**To do**
Copy the rows verbatim, from the line with "Can you find the green fairway?" up to and including the line with "pixel 463 327".

# # # # # # #

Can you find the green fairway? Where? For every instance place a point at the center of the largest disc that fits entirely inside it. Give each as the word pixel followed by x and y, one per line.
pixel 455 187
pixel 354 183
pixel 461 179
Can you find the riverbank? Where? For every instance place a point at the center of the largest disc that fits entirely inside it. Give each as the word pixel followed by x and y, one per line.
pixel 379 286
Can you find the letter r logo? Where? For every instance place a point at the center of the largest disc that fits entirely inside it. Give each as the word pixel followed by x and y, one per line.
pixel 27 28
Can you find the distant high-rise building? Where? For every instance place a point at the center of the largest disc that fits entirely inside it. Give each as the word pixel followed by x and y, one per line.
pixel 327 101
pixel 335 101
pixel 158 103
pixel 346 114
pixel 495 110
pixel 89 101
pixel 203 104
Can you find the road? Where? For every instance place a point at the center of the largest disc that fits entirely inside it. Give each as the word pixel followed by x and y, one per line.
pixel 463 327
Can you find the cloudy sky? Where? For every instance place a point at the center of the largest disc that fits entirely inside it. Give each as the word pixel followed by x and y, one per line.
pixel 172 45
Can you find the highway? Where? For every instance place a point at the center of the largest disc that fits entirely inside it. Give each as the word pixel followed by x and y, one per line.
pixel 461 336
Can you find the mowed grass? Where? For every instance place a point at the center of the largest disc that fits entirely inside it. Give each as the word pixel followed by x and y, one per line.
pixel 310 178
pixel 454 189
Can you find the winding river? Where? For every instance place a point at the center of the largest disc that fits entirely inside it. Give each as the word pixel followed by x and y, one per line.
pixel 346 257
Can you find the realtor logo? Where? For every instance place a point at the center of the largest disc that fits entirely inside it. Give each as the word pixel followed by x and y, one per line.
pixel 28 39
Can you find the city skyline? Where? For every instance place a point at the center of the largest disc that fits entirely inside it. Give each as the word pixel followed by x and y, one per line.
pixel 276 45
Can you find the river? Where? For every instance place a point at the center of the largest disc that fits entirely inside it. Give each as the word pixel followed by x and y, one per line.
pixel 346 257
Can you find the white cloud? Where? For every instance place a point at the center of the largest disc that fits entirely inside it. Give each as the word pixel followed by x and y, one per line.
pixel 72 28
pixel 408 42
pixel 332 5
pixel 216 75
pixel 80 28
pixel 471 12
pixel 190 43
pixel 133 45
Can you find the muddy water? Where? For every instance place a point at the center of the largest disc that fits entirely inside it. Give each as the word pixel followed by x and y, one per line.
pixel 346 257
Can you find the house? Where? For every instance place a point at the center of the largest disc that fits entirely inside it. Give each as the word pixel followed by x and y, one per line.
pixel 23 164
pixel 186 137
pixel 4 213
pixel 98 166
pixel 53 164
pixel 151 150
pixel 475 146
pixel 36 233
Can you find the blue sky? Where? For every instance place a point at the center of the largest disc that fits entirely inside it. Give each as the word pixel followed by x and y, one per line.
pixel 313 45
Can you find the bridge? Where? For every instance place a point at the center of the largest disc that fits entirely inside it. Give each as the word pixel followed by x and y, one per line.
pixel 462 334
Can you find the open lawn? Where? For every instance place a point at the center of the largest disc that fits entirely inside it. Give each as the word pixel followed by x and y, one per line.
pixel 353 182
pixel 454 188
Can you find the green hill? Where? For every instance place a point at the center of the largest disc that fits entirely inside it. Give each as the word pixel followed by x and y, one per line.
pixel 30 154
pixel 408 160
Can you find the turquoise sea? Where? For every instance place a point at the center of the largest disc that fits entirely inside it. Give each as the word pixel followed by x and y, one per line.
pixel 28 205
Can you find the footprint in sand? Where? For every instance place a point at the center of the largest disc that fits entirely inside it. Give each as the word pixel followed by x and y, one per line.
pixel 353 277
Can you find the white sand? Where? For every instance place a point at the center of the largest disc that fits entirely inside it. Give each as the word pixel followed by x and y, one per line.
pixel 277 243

# # # # # # #

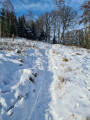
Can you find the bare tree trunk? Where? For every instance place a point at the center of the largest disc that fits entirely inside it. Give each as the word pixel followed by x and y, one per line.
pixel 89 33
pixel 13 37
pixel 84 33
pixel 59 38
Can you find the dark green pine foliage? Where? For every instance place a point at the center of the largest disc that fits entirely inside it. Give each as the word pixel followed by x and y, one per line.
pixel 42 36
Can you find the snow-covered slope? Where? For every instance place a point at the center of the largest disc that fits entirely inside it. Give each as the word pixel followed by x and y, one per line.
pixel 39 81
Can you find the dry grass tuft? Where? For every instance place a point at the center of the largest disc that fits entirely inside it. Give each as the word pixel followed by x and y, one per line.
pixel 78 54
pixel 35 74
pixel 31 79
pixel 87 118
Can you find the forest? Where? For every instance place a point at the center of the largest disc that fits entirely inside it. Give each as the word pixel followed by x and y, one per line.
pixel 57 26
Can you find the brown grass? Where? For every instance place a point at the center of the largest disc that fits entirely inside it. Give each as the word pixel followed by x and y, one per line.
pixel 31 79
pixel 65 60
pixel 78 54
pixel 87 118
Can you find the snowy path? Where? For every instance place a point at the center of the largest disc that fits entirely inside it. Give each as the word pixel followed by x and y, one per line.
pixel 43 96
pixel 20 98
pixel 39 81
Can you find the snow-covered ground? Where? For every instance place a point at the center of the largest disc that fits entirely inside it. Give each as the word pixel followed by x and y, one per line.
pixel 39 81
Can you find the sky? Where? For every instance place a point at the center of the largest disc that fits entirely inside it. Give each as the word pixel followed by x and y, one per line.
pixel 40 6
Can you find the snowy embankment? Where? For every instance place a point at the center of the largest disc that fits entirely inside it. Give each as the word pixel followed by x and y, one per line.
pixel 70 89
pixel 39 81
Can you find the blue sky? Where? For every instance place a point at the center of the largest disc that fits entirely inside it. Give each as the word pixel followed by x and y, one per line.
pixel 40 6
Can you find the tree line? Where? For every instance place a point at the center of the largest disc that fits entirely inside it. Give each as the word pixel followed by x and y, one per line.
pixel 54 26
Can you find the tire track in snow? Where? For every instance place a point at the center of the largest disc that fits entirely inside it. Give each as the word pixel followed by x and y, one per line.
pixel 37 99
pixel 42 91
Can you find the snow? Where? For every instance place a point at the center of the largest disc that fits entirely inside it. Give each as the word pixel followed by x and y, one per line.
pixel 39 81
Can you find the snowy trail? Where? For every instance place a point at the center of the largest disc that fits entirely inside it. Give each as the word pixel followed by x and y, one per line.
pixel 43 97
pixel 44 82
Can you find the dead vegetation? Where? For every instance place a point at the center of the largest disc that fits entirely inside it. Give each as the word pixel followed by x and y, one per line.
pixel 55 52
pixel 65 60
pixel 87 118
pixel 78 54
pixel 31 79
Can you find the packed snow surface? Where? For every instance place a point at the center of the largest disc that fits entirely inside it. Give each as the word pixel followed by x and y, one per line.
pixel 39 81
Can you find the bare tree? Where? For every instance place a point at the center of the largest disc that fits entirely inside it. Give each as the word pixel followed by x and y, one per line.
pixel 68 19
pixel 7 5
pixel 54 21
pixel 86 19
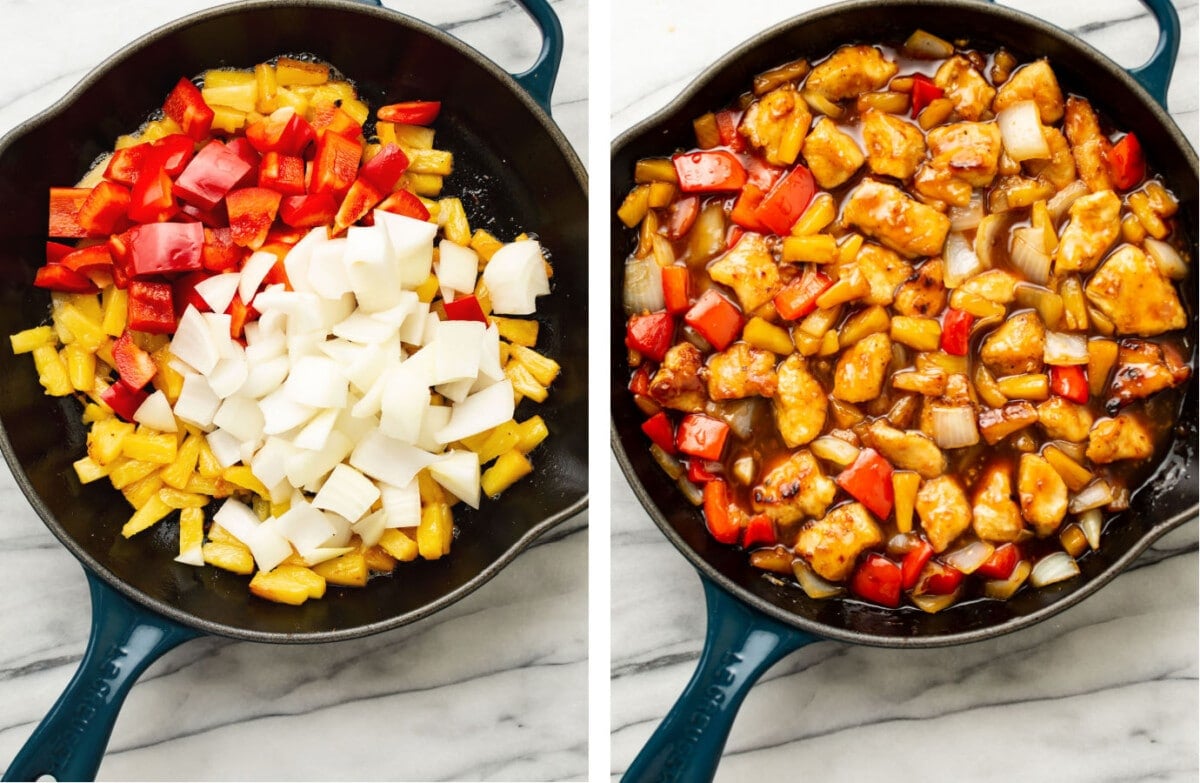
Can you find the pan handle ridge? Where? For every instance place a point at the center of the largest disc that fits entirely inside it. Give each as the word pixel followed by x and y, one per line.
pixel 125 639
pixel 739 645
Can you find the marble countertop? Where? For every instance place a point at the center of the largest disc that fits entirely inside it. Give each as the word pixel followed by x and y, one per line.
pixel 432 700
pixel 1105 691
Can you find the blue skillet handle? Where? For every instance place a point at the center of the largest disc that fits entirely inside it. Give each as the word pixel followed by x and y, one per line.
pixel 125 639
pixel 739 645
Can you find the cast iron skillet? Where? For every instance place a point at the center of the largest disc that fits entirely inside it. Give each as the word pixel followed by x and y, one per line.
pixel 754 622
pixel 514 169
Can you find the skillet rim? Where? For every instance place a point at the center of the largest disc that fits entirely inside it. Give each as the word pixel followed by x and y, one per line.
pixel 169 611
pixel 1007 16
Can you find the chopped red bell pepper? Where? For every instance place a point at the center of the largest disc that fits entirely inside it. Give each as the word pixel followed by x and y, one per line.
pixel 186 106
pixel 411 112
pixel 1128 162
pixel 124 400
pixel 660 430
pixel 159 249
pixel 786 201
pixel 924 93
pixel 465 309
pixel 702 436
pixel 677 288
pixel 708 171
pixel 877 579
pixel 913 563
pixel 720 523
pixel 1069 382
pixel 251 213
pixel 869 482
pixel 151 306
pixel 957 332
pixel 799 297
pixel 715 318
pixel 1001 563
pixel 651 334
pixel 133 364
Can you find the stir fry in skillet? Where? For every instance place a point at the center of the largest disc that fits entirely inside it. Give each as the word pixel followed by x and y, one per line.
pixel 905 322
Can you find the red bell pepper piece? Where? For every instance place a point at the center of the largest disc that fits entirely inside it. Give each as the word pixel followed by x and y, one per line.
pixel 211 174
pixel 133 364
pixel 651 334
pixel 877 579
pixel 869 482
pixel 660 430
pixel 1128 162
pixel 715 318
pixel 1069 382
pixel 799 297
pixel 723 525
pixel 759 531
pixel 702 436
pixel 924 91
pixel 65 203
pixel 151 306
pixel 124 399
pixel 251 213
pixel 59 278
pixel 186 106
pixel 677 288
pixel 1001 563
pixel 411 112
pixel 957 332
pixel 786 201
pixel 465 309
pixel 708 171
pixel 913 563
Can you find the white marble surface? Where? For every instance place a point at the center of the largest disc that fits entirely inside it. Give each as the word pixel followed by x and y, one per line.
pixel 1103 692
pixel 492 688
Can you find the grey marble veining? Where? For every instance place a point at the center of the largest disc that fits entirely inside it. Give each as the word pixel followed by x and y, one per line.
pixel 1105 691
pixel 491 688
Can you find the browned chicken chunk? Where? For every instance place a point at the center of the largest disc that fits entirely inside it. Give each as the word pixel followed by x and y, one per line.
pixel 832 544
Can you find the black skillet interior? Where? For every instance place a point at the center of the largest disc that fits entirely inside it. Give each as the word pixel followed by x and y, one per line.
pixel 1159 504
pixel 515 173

# # # # # # #

**Reply**
Can you find the green fairway? Where? For every instance place a point at the center of the largest disc that fits entirely inside it. Give each as the word pixel followed by x and y, one per line.
pixel 455 187
pixel 354 183
pixel 461 179
Can you find the riverbank? Where? For every instance place a point at the center of the largest disc that fits entirely inside it. Give each as the word pixel followed by x and y, one per line.
pixel 379 286
Can you find the letter r logo? Where? For every instance place a point at the center of the largest disc that fits entirely inside it. Give each as the word pixel followed by x and y, one per line.
pixel 27 28
Can you find the distant high-rise building? Where? For every instance place a point at the center of the largest disc that fits entirely inside it. Give each as the word pixel followed by x and y, one per line.
pixel 327 101
pixel 335 101
pixel 158 103
pixel 346 114
pixel 495 110
pixel 89 101
pixel 203 104
Can you find the road? Where? For every instance place a point at the center of the largest disc that fits entirely inside it. Give each as the word pixel followed by x and y, one per line.
pixel 463 327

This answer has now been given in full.